* Set problem
Format every line of the records below as a Markdown table with the columns Row and Line, numbering the rows and leaving out any blank lines.

* Records from a dataset
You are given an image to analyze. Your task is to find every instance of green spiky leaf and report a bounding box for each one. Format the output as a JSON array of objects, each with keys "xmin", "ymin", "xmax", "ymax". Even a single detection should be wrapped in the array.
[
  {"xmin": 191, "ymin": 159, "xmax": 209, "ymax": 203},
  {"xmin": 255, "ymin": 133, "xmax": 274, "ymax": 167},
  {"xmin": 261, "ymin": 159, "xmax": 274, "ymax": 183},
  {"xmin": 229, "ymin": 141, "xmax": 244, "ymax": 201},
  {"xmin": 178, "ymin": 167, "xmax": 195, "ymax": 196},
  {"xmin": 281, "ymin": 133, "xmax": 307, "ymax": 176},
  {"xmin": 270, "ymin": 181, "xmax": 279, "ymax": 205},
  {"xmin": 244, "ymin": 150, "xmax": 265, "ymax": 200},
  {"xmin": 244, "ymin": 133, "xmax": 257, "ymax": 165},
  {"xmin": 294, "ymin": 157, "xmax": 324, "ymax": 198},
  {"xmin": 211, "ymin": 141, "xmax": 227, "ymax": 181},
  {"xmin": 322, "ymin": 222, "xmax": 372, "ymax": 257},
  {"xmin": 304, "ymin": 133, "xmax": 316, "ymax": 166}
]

* In response
| Row | Line |
|---|---|
| 1 | You are given an image to analyze. Your task is to find every instance of green spiky leaf and report a bounding box for each one. Format the output as a JSON array of objects, each with keys "xmin", "ymin", "xmax", "ymax". Even a single detection should be wrapped in the array. |
| 2 | [ |
| 3 |   {"xmin": 191, "ymin": 159, "xmax": 209, "ymax": 203}, |
| 4 |   {"xmin": 255, "ymin": 133, "xmax": 274, "ymax": 167}, |
| 5 |   {"xmin": 261, "ymin": 159, "xmax": 274, "ymax": 183}, |
| 6 |   {"xmin": 229, "ymin": 141, "xmax": 244, "ymax": 201}, |
| 7 |   {"xmin": 178, "ymin": 167, "xmax": 195, "ymax": 196}, |
| 8 |   {"xmin": 281, "ymin": 133, "xmax": 307, "ymax": 176}, |
| 9 |   {"xmin": 270, "ymin": 181, "xmax": 279, "ymax": 205}, |
| 10 |   {"xmin": 244, "ymin": 150, "xmax": 265, "ymax": 200}, |
| 11 |   {"xmin": 244, "ymin": 133, "xmax": 257, "ymax": 165}, |
| 12 |   {"xmin": 294, "ymin": 157, "xmax": 324, "ymax": 198}, |
| 13 |   {"xmin": 211, "ymin": 141, "xmax": 227, "ymax": 181}, |
| 14 |   {"xmin": 322, "ymin": 222, "xmax": 372, "ymax": 257}, |
| 15 |   {"xmin": 304, "ymin": 133, "xmax": 316, "ymax": 166} |
| 16 | ] |